* Supplied material *
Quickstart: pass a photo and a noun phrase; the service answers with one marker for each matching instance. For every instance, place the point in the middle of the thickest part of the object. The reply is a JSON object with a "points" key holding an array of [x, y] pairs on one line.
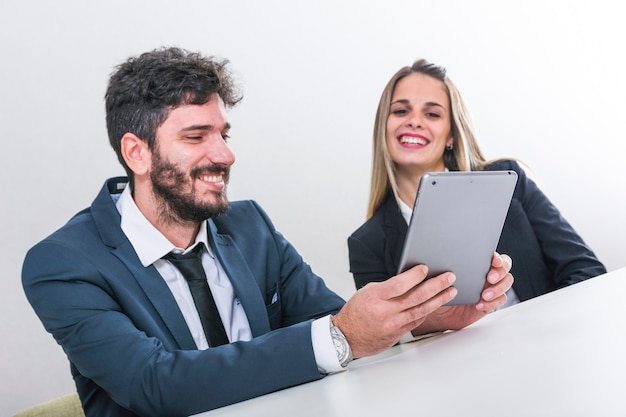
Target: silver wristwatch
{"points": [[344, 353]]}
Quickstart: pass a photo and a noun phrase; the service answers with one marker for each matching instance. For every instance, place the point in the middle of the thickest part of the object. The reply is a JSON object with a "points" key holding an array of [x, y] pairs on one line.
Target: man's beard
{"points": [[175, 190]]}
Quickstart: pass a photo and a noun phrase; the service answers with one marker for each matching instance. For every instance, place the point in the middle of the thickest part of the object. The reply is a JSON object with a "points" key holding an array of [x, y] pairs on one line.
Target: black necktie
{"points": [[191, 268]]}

--

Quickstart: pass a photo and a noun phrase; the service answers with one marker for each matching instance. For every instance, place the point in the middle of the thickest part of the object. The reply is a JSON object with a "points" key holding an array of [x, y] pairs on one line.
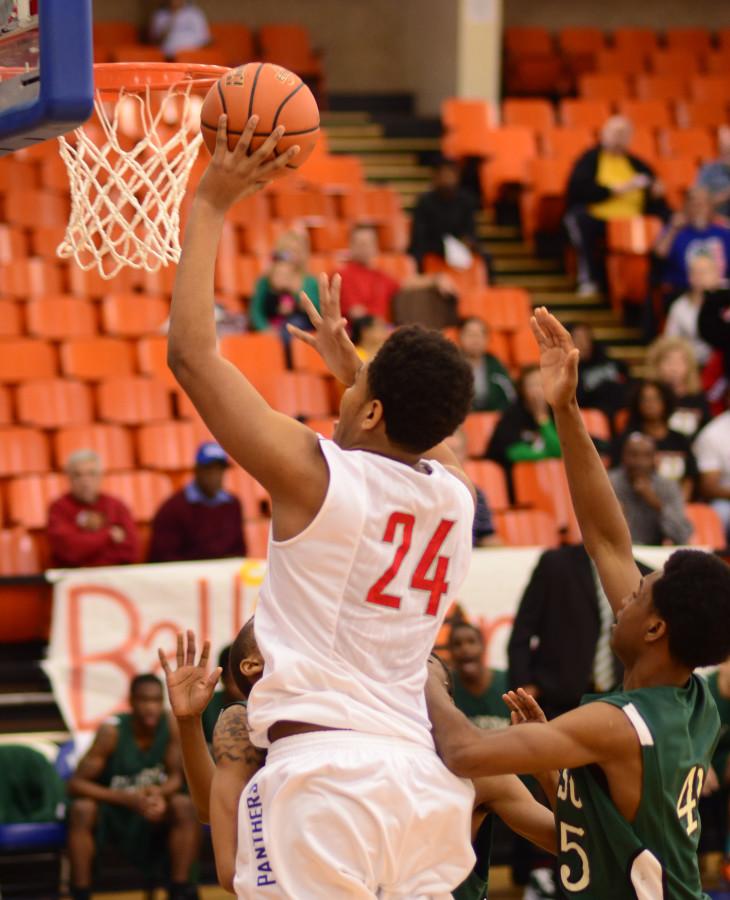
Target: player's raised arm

* Exercise aim *
Locate every line in the records that contains the string "Target" and copy each of those lines. Treat uppercase and lowercase letters as different.

* Exercise solution *
Target: silver wristwatch
Target: man's beard
Target: black necktie
Target: player's raised arm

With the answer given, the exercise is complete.